== SOURCE DATA
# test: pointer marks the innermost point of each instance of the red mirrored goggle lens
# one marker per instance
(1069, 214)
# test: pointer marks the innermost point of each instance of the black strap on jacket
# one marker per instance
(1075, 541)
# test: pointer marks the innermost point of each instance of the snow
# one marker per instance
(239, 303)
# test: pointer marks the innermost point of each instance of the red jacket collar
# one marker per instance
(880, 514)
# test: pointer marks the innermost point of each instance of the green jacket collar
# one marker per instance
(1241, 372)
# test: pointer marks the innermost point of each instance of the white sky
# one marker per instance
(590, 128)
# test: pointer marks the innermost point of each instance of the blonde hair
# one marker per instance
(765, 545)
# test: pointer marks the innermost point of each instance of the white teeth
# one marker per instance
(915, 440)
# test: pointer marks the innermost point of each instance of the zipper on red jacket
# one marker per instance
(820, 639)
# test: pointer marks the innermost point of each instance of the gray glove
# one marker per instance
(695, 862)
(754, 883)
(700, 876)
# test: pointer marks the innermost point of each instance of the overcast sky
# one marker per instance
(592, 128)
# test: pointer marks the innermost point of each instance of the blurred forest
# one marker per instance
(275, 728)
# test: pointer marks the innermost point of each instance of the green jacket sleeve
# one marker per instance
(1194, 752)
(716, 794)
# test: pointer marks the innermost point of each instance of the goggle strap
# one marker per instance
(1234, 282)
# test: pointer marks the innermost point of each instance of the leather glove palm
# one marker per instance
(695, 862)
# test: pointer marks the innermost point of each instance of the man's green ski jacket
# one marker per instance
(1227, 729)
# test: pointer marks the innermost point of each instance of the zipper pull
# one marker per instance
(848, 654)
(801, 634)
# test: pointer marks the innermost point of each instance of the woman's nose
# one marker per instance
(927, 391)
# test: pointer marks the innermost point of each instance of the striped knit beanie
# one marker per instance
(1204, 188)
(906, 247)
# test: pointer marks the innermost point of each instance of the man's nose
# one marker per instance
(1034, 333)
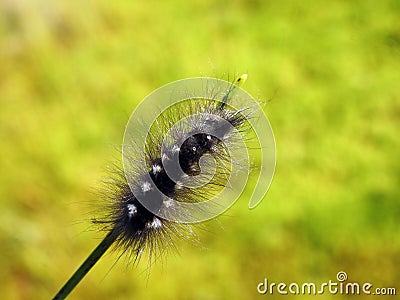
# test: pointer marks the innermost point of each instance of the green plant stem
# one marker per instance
(86, 266)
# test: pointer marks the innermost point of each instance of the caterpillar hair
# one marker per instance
(184, 159)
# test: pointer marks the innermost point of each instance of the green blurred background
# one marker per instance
(72, 72)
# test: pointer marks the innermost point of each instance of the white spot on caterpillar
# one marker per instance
(156, 223)
(168, 202)
(146, 186)
(132, 210)
(157, 169)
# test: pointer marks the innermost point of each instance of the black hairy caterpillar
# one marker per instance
(184, 162)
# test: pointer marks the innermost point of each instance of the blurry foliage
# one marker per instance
(71, 73)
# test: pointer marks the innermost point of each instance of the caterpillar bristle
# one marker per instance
(182, 163)
(136, 227)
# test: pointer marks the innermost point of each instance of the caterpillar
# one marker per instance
(184, 161)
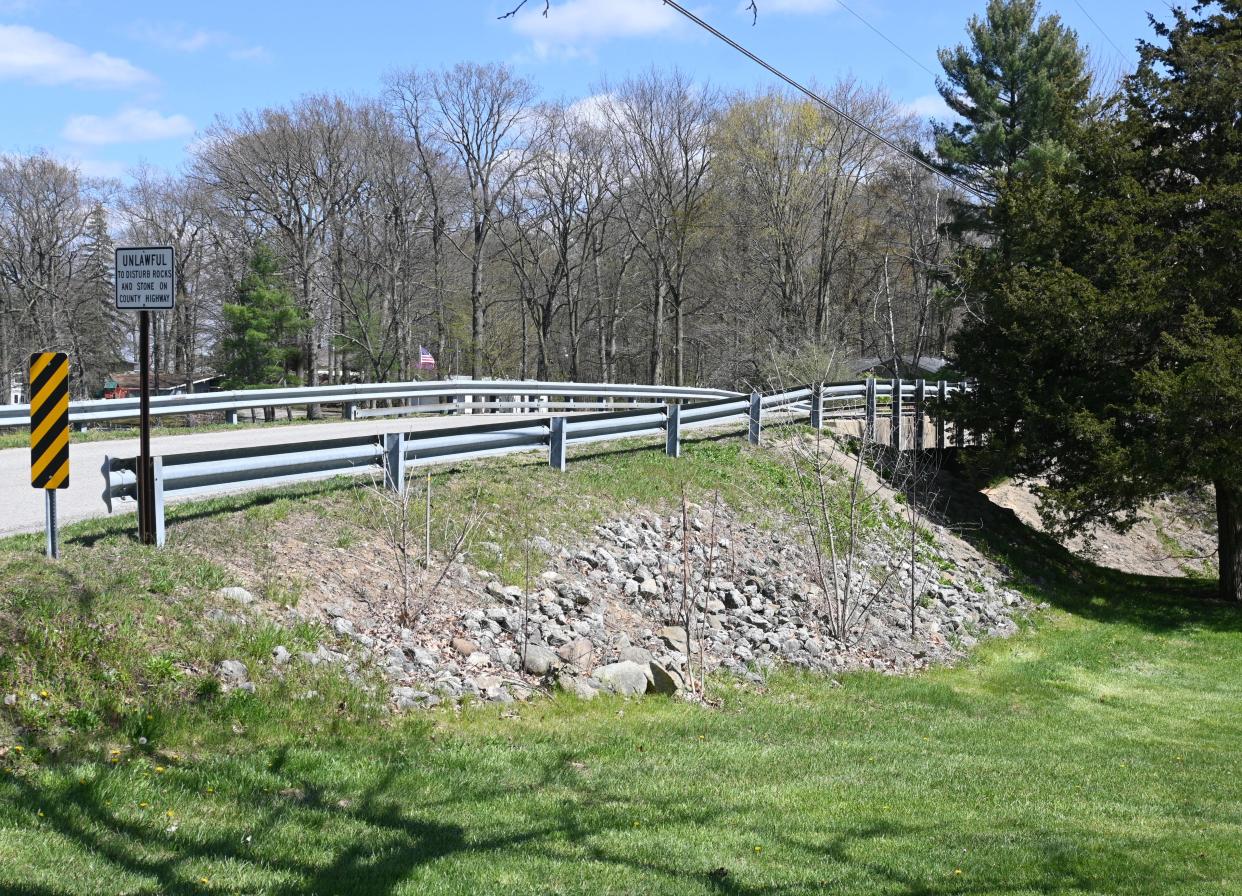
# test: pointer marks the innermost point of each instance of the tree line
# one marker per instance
(658, 231)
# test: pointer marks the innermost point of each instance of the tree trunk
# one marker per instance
(656, 370)
(476, 305)
(1228, 527)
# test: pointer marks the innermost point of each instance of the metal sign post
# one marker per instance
(50, 433)
(145, 282)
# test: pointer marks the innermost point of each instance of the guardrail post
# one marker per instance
(557, 459)
(868, 434)
(894, 433)
(158, 489)
(942, 393)
(394, 462)
(920, 398)
(756, 411)
(959, 431)
(673, 430)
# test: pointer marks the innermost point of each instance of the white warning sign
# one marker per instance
(145, 278)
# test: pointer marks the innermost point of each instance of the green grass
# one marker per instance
(1098, 752)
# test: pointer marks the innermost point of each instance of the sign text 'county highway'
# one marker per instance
(145, 278)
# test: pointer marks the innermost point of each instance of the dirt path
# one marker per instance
(1174, 537)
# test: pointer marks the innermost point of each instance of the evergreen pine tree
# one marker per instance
(1108, 347)
(1020, 87)
(260, 344)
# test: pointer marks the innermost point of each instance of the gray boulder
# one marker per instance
(578, 653)
(666, 681)
(625, 677)
(539, 660)
(232, 672)
(240, 594)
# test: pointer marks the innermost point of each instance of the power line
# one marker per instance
(831, 107)
(889, 40)
(1092, 20)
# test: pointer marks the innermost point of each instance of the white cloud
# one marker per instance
(99, 168)
(128, 126)
(183, 40)
(255, 54)
(44, 59)
(573, 26)
(929, 106)
(591, 109)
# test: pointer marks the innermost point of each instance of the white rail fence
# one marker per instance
(411, 398)
(208, 472)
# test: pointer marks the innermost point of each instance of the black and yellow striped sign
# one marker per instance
(50, 420)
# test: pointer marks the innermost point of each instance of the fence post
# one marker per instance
(394, 462)
(673, 429)
(756, 411)
(868, 434)
(894, 433)
(557, 444)
(817, 406)
(920, 397)
(158, 489)
(942, 393)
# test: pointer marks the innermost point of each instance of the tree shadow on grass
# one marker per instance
(379, 836)
(1073, 583)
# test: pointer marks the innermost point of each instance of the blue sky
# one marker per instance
(111, 85)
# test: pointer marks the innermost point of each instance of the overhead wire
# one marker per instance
(887, 39)
(836, 109)
(1098, 27)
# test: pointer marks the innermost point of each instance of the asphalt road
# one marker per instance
(21, 507)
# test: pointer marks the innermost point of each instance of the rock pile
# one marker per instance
(610, 615)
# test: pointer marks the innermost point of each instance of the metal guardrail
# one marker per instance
(452, 394)
(205, 472)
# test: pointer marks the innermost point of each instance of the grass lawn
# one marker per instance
(1098, 752)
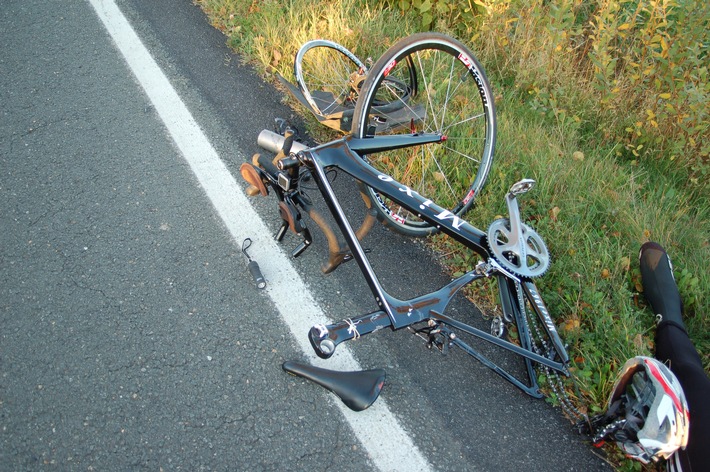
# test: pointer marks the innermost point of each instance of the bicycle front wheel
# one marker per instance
(451, 96)
(328, 75)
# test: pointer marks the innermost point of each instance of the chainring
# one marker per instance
(527, 257)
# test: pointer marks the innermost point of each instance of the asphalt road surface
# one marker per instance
(131, 335)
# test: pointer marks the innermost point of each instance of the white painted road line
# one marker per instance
(388, 445)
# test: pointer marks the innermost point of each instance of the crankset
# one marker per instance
(435, 335)
(515, 245)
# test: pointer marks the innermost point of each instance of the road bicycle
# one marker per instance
(426, 82)
(511, 252)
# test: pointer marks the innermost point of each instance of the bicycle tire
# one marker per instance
(454, 98)
(324, 74)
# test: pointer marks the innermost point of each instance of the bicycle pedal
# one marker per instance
(253, 177)
(522, 186)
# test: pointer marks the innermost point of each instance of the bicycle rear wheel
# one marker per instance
(452, 97)
(329, 76)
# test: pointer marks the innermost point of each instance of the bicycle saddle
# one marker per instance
(358, 389)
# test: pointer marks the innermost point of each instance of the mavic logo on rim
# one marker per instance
(389, 67)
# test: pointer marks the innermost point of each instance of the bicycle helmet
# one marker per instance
(651, 411)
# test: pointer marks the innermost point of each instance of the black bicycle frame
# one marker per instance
(347, 156)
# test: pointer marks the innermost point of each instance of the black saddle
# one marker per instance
(358, 389)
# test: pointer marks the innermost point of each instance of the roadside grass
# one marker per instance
(617, 154)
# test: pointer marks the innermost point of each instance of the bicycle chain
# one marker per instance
(557, 385)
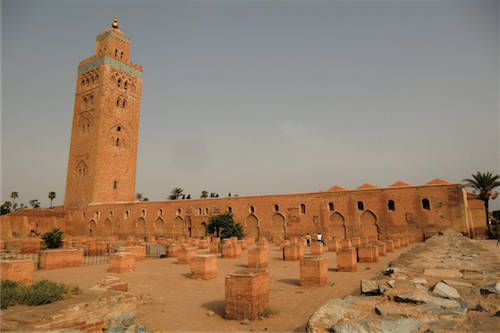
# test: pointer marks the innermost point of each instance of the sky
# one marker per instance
(261, 97)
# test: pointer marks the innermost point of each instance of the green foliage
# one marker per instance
(223, 225)
(41, 292)
(53, 239)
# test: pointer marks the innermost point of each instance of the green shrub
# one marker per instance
(8, 293)
(41, 292)
(53, 239)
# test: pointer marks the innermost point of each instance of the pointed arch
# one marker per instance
(252, 227)
(107, 227)
(158, 227)
(92, 227)
(336, 226)
(368, 224)
(140, 227)
(278, 226)
(178, 227)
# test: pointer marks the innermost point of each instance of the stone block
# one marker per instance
(246, 294)
(389, 246)
(121, 262)
(258, 258)
(333, 245)
(293, 252)
(60, 258)
(173, 250)
(185, 254)
(204, 266)
(17, 270)
(345, 243)
(355, 241)
(313, 271)
(139, 252)
(347, 260)
(381, 248)
(316, 248)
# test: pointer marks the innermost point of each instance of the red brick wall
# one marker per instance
(60, 258)
(18, 270)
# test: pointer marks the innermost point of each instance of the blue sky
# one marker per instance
(262, 97)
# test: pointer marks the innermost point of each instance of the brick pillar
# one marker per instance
(346, 260)
(366, 253)
(204, 266)
(121, 262)
(173, 250)
(243, 244)
(247, 294)
(185, 254)
(214, 247)
(389, 246)
(257, 258)
(345, 243)
(397, 243)
(17, 270)
(293, 252)
(333, 245)
(316, 248)
(381, 248)
(356, 241)
(262, 245)
(313, 271)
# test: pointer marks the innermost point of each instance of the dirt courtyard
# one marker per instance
(171, 301)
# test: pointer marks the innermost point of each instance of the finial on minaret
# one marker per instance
(114, 25)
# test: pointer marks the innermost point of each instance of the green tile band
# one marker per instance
(110, 61)
(98, 38)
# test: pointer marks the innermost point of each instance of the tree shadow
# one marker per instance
(216, 306)
(295, 282)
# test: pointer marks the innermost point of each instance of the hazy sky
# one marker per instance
(254, 97)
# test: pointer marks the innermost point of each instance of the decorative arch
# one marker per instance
(178, 227)
(278, 226)
(368, 224)
(140, 227)
(107, 228)
(252, 227)
(92, 228)
(336, 226)
(158, 227)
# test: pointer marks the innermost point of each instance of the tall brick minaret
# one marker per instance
(103, 149)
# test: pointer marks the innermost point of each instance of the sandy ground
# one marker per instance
(174, 302)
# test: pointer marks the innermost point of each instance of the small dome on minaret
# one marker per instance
(114, 25)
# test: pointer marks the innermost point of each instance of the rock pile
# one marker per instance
(446, 284)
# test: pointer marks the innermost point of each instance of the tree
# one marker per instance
(53, 239)
(6, 208)
(484, 183)
(176, 193)
(223, 225)
(34, 203)
(52, 196)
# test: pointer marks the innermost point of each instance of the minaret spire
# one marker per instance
(114, 25)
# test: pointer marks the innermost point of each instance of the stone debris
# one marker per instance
(444, 290)
(436, 286)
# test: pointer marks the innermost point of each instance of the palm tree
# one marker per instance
(52, 196)
(484, 183)
(176, 193)
(14, 195)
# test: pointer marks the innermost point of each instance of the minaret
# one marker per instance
(103, 149)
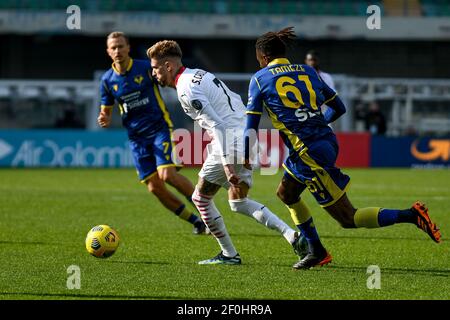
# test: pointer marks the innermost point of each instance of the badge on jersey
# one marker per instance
(138, 79)
(197, 105)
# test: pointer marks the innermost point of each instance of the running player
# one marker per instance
(221, 112)
(144, 115)
(292, 94)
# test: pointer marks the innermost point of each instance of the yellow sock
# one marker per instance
(366, 218)
(299, 212)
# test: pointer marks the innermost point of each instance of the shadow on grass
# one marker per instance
(136, 262)
(105, 296)
(40, 243)
(274, 235)
(402, 271)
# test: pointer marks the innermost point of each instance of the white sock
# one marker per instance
(214, 221)
(263, 215)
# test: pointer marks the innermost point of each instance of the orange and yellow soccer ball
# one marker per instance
(102, 241)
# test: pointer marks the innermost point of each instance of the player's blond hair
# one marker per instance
(117, 34)
(165, 49)
(273, 44)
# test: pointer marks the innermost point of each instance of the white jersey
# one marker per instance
(217, 109)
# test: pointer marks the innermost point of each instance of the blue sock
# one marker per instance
(190, 217)
(308, 230)
(387, 217)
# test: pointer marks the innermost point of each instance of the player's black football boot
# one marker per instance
(200, 228)
(313, 260)
(300, 245)
(424, 222)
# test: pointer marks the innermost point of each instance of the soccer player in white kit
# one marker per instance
(221, 112)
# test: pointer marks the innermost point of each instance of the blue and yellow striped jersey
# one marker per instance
(141, 106)
(292, 95)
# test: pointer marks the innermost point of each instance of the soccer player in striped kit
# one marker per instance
(209, 102)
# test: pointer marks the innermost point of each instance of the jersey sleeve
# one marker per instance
(198, 101)
(106, 98)
(254, 103)
(328, 93)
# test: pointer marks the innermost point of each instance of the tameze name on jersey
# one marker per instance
(287, 68)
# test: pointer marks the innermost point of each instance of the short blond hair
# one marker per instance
(117, 34)
(165, 49)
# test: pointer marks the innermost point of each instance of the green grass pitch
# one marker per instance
(46, 214)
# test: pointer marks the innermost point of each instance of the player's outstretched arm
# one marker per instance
(335, 110)
(104, 118)
(250, 136)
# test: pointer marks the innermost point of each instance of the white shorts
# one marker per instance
(213, 172)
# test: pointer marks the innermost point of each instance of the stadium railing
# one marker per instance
(411, 106)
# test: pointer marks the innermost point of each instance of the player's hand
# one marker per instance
(232, 177)
(104, 119)
(247, 165)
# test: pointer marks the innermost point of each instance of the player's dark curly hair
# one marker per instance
(275, 44)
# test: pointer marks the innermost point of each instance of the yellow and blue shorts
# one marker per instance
(314, 167)
(152, 153)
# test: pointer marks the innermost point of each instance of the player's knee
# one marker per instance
(239, 205)
(165, 175)
(347, 222)
(155, 186)
(286, 197)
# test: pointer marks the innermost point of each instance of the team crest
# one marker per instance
(138, 79)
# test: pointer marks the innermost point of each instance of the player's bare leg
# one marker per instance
(289, 191)
(375, 217)
(156, 186)
(237, 195)
(203, 199)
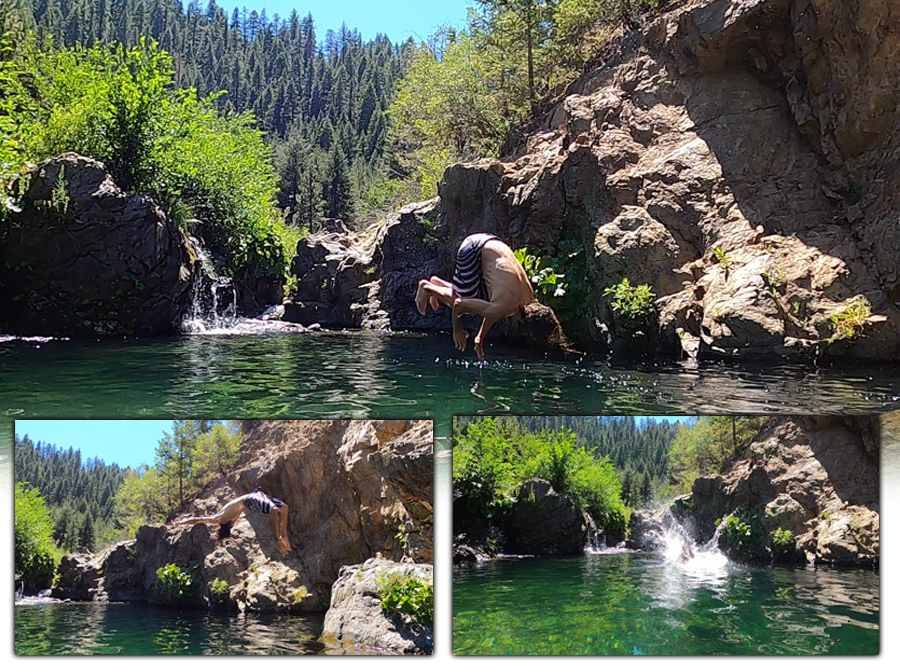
====
Please output an exact copy of the lines above, from the opening line of the data down to the line that contains "of the snow".

■ SOLUTION TO THIS PROBLEM ■
# test: pointer marks the innermost point of each instance of the red mirrored goggle lens
# one marker per instance
(1069, 214)
# test: pointer marks the innermost point of each instance of the black strap on jacket
# one marker per instance
(1075, 541)
# test: pointer marks the innermost point of each instance of the snow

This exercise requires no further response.